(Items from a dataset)
--
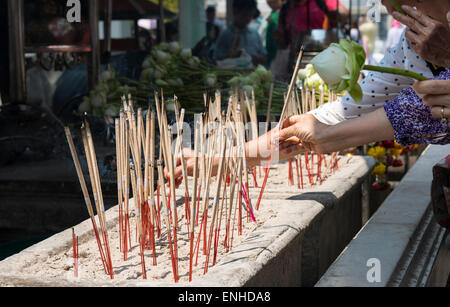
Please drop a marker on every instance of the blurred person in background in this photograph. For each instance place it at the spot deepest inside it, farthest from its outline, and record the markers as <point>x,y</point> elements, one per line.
<point>211,18</point>
<point>272,25</point>
<point>296,20</point>
<point>239,41</point>
<point>297,16</point>
<point>394,34</point>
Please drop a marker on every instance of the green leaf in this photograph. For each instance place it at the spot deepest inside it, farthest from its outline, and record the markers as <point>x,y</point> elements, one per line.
<point>356,93</point>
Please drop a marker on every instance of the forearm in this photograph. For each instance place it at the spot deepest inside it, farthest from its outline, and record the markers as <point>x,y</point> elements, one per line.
<point>372,127</point>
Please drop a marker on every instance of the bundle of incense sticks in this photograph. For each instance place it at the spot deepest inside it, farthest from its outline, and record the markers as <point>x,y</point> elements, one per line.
<point>211,204</point>
<point>76,254</point>
<point>301,105</point>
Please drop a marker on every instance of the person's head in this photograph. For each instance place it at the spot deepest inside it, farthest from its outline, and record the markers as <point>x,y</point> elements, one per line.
<point>243,12</point>
<point>275,5</point>
<point>210,13</point>
<point>436,9</point>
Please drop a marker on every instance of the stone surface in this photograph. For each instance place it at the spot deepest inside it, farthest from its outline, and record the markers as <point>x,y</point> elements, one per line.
<point>291,249</point>
<point>391,231</point>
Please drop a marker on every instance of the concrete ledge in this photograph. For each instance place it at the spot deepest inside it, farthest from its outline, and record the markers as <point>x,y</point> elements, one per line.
<point>402,235</point>
<point>293,248</point>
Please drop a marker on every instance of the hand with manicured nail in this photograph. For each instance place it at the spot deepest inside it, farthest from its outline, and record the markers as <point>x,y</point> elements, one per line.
<point>436,94</point>
<point>429,38</point>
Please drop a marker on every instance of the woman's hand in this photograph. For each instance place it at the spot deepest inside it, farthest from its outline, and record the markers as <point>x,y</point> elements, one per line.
<point>429,38</point>
<point>303,133</point>
<point>436,94</point>
<point>189,157</point>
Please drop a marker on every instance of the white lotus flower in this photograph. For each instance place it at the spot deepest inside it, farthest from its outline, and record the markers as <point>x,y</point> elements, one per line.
<point>84,107</point>
<point>340,66</point>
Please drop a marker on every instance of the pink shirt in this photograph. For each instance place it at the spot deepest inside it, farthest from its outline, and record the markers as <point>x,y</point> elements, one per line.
<point>317,16</point>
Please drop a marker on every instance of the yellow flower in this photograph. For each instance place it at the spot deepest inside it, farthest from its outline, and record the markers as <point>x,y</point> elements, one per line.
<point>379,169</point>
<point>396,151</point>
<point>377,152</point>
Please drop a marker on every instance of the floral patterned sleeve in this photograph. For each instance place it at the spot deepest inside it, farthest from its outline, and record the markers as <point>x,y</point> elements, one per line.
<point>378,88</point>
<point>412,120</point>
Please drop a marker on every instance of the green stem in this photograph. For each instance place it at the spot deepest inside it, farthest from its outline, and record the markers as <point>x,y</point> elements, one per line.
<point>396,71</point>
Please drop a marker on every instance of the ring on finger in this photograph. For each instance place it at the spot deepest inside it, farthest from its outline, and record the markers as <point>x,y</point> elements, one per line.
<point>443,114</point>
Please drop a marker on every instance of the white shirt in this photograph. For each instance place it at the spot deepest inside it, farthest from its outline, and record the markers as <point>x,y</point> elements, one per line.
<point>378,88</point>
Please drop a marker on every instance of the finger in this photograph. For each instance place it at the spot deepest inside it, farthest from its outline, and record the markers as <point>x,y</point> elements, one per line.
<point>418,15</point>
<point>178,172</point>
<point>414,38</point>
<point>436,112</point>
<point>291,140</point>
<point>432,87</point>
<point>292,120</point>
<point>437,100</point>
<point>287,133</point>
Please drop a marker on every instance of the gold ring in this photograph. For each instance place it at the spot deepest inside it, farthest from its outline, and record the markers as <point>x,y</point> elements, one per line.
<point>442,114</point>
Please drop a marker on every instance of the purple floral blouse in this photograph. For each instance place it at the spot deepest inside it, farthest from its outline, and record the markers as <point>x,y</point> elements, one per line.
<point>412,120</point>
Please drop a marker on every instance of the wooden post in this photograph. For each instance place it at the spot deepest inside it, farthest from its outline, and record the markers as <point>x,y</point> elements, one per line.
<point>16,53</point>
<point>94,57</point>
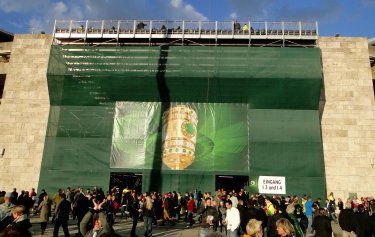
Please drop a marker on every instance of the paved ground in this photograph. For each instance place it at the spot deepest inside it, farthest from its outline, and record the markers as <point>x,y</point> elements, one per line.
<point>123,226</point>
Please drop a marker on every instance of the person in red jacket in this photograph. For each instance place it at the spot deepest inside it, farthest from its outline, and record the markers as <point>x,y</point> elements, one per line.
<point>190,209</point>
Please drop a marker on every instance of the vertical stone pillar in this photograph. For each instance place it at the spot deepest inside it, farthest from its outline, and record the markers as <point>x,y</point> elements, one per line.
<point>348,123</point>
<point>24,112</point>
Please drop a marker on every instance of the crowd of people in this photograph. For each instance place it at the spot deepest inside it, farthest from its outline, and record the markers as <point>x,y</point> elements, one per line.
<point>227,214</point>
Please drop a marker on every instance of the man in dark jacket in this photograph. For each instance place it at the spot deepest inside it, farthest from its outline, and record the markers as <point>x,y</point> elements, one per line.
<point>210,217</point>
<point>95,222</point>
<point>361,222</point>
<point>322,224</point>
<point>62,216</point>
<point>346,220</point>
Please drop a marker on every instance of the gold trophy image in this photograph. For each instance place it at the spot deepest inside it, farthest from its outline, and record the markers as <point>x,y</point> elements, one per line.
<point>179,136</point>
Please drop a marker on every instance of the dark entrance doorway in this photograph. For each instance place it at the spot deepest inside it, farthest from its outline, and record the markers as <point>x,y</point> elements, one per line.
<point>126,180</point>
<point>230,182</point>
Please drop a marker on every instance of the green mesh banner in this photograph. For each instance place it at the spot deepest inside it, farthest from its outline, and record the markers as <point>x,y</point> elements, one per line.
<point>260,108</point>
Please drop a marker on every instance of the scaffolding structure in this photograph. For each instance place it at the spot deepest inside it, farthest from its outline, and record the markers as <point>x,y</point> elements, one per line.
<point>157,32</point>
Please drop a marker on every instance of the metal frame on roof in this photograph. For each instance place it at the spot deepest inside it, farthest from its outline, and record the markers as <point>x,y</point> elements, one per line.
<point>157,32</point>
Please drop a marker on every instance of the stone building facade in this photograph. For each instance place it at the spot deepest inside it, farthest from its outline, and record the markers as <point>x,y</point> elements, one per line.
<point>347,113</point>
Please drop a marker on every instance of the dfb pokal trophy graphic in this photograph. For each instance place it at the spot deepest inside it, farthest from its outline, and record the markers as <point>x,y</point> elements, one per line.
<point>179,136</point>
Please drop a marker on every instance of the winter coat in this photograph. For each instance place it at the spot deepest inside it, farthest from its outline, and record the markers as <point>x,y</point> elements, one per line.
<point>45,210</point>
<point>88,231</point>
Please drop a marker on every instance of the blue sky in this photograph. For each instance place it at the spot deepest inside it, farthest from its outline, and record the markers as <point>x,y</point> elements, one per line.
<point>346,17</point>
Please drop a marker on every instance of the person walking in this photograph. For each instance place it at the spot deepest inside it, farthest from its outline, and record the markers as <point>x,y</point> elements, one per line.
<point>44,209</point>
<point>62,216</point>
<point>148,216</point>
<point>232,219</point>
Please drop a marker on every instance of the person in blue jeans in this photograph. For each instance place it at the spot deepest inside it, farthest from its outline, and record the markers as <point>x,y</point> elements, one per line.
<point>148,216</point>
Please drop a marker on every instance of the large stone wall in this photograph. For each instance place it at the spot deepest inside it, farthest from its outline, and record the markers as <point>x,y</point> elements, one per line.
<point>24,112</point>
<point>348,123</point>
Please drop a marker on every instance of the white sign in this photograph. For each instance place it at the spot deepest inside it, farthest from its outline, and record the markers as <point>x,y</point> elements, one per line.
<point>271,185</point>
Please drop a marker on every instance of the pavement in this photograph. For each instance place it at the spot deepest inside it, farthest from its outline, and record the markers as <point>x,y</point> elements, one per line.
<point>123,227</point>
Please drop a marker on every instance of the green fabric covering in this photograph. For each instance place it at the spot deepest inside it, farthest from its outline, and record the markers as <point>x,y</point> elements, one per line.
<point>281,87</point>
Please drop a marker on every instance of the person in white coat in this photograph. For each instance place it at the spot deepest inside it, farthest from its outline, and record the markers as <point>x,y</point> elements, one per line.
<point>232,220</point>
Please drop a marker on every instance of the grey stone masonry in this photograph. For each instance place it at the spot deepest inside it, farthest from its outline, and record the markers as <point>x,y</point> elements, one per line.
<point>24,112</point>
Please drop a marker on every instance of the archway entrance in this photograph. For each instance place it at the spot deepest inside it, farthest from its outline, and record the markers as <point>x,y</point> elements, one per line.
<point>230,182</point>
<point>126,180</point>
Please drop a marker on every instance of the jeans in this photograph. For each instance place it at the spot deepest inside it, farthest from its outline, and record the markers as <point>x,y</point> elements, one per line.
<point>205,232</point>
<point>309,228</point>
<point>148,225</point>
<point>232,233</point>
<point>347,234</point>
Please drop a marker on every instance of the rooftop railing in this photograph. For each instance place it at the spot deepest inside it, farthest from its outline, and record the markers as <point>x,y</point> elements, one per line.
<point>153,29</point>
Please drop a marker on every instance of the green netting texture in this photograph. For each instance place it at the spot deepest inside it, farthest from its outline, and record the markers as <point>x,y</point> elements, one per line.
<point>278,88</point>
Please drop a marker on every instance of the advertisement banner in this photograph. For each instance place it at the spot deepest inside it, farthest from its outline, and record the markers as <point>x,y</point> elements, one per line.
<point>185,136</point>
<point>271,185</point>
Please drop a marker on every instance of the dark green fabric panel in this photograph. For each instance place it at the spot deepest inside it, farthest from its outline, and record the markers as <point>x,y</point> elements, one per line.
<point>313,186</point>
<point>286,159</point>
<point>278,78</point>
<point>260,94</point>
<point>280,85</point>
<point>70,153</point>
<point>53,179</point>
<point>81,121</point>
<point>272,126</point>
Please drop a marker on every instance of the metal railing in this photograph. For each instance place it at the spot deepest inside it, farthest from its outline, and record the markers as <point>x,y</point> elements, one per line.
<point>185,27</point>
<point>150,29</point>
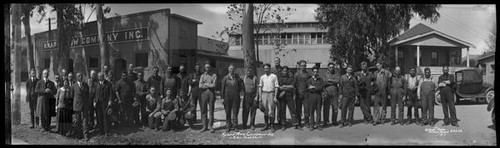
--
* INSTRUCTIONS TO FOLLOW *
The expected output is an exact copy of the lines from the one with "Please drop a marker on every instance of the metal railing" to the final line of the entries above, pictures excepted; please include both ends.

* THE ANSWER *
Please drop a marker on every instance of the metal railing in this photograph. For each instance place it at the spot deepest inside it, farthest from its outline, and record the markers as <point>x,y</point> elements, one per line.
<point>185,27</point>
<point>150,29</point>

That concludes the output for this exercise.